» **Stated problem**
Reproduce every one of the items below word for word, line by line.

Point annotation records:
>> BEGIN
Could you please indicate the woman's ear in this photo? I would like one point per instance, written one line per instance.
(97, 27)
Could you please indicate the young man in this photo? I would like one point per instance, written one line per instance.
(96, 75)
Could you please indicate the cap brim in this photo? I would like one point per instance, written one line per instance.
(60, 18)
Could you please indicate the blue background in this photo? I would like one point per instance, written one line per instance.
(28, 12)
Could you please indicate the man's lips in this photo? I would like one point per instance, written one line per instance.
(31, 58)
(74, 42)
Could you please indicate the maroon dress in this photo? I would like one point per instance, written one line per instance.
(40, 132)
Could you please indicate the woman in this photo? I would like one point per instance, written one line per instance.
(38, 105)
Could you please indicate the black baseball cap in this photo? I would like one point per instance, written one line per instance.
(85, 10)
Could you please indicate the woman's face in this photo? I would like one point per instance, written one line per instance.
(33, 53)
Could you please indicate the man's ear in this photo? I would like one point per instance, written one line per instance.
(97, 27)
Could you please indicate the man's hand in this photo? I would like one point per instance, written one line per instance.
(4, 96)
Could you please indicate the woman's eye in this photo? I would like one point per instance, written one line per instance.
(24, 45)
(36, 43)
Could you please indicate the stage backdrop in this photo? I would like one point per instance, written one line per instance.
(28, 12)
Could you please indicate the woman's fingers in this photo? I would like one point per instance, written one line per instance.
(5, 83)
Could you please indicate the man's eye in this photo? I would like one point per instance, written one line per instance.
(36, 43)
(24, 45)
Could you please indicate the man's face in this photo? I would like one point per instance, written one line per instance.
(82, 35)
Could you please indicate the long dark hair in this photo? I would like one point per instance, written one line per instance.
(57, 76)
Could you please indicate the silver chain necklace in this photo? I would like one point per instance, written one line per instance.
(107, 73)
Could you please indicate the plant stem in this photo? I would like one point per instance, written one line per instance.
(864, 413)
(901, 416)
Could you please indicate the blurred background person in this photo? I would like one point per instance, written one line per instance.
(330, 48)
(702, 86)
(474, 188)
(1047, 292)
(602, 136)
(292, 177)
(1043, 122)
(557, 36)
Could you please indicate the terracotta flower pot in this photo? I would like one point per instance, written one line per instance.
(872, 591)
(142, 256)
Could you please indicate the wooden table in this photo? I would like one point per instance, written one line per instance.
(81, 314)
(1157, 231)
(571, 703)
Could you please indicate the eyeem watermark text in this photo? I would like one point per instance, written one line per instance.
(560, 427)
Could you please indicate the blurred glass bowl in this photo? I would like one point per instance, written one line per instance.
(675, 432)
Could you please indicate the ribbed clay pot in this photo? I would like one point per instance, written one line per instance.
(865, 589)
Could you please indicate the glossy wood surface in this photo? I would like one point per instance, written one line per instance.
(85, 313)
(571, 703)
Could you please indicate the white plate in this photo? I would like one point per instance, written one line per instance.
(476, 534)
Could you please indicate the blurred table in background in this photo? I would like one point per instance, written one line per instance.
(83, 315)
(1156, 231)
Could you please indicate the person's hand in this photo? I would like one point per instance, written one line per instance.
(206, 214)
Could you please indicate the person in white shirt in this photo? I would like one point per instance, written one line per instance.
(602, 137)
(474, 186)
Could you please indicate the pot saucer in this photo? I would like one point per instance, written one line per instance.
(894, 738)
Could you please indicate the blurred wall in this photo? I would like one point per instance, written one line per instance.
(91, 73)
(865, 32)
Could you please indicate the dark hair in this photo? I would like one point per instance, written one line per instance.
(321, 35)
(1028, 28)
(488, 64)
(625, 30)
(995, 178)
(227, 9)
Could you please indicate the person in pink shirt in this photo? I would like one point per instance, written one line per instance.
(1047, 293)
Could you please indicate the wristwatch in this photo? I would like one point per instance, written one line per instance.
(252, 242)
>> END
» **Answer to this exercise**
Could you please indicate the woman's ear in this photo? I would like one point per instance, written one line per instance.
(97, 27)
Could you please indicate the young man in this photo? I would like one point per instance, written one line per instance.
(96, 75)
Could you please indicate the cap brim in this photo? I would like one point per instance, written one line per instance.
(60, 18)
Could you please indicate the blue background in this photo? I would like one point per instance, written one line per instance.
(28, 12)
Could you please indicate the man's lips in this photo? I would like one point per instance, written one line per instance.
(31, 58)
(74, 42)
Could you please indicate the maroon dress in this photo? I would like one point per instance, written one line per instance.
(40, 132)
Could you please indicate the woman in this photo? I would like one point per instance, written one line per instance.
(38, 105)
Could you please indicate the black baseball cap in this photo? I would like one point per instance, written one line per instance.
(85, 10)
Could you please indicate the woman's face in this photo? I would like one point per instance, written one line per instance.
(33, 53)
Could you please indicate the man's ear in this photo? I would like one point per instance, written one line per instance.
(97, 27)
Could you please indicate the man's hand in this photo? I would like one point per instance, written one line per instance.
(4, 96)
Could you please indicate the woman's eye in this photo? I would like one point per instance, written one line per instance.
(24, 45)
(36, 43)
Could you please indicate the stage backdrop in this photo? I would like one point per instance, written one line per instance.
(28, 12)
Could you please indicate the woman's fingers in this photo? I would like one point per instance, written one line per instance.
(5, 83)
Could you please indicate the man's eye in this photo? I would like one point per instance, written one line per instance.
(36, 43)
(24, 45)
Could you please indicate the man's face in this photo? I would like one point per instance, written one line per instance.
(82, 35)
Could you please indicate the long dark hair in this photo? I would like one point per instance, written one line per instance.
(57, 76)
Could you please indicate the silver chain necklace in this photo? I would like one point per instance, written one line per instance.
(107, 73)
Could you please indicate the plant stem in this photo? I would like one point per instance, written one line per instance.
(864, 413)
(901, 416)
Could you please indicate the blurred background person in this photo? I would like one point per instance, written one line per instance.
(330, 48)
(702, 86)
(474, 188)
(1047, 292)
(602, 136)
(292, 177)
(1043, 122)
(557, 36)
Could you please indicate the terracotta flower pot in this photo? I would like one point per instance, written one line per instance.
(872, 591)
(142, 256)
Could you please indicate the wooden table in this photo? I would like one point per instance, written one line per instance.
(81, 314)
(1157, 231)
(571, 703)
Could you please indicate the eyeem watermark text in this photo? I would like one point per instance, written one line per instance.
(560, 427)
Could you please indicate the blurred glass bowl in this photo? I would like one point per instance, written one line per instance.
(675, 432)
Could you please indicate the ribbed clay pot in this photo? I would like one point per instance, written one line per instance.
(865, 589)
Could you please indicate the glossy wood surface in this photo? I would like one point per instance, written one line per instance.
(85, 313)
(571, 703)
Could you please indicate the white plate in this photo? I would like one point per instance, written one line per instance.
(476, 534)
Could you please indicate the blurred table in background in this photo? I would like one point per instance, written one line per instance.
(83, 315)
(1156, 231)
Could you please indicate the person's hand in this photo? I would like one point per instance, written one line per instance.
(206, 214)
Could you please indicate the person in white shirt in this photo? I would like one point per instance, written one line per instance.
(602, 137)
(474, 186)
Could you please indicate the pot saucer in this photo? I would like one point per instance, written one line per instance.
(894, 738)
Could you please indicate the blurred wall in this photo? I would like one point per instance, written one line per instance.
(91, 73)
(865, 32)
Could you please indicate the dark hair in this photo? I would like one point per instance, written one line per instance.
(321, 35)
(1028, 28)
(488, 64)
(625, 30)
(995, 178)
(227, 9)
Could you please indicate the person in pink shirt in this photo? I would like one point per instance, written one line per instance.
(1047, 293)
Could you please indicate the wristwatch in this photo? I would like one point per instance, written one line per instance.
(252, 242)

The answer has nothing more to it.